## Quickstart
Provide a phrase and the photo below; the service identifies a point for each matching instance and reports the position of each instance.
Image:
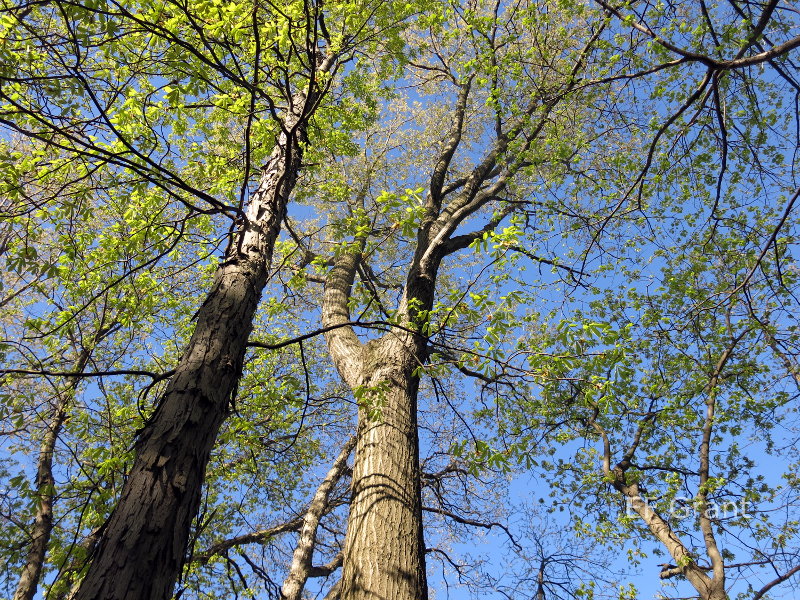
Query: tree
(487, 176)
(214, 60)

—————

:: WHAT THIS TASK INVOLVES ::
Would you reproduce the lines above exactly, without carrying over the pictures?

:: EXERCISE ANSWER ::
## Quickstart
Provide a phrase and the photo below; the service identifies a point for each matching instance and reports the position of each instance.
Image:
Query: tree
(487, 176)
(214, 60)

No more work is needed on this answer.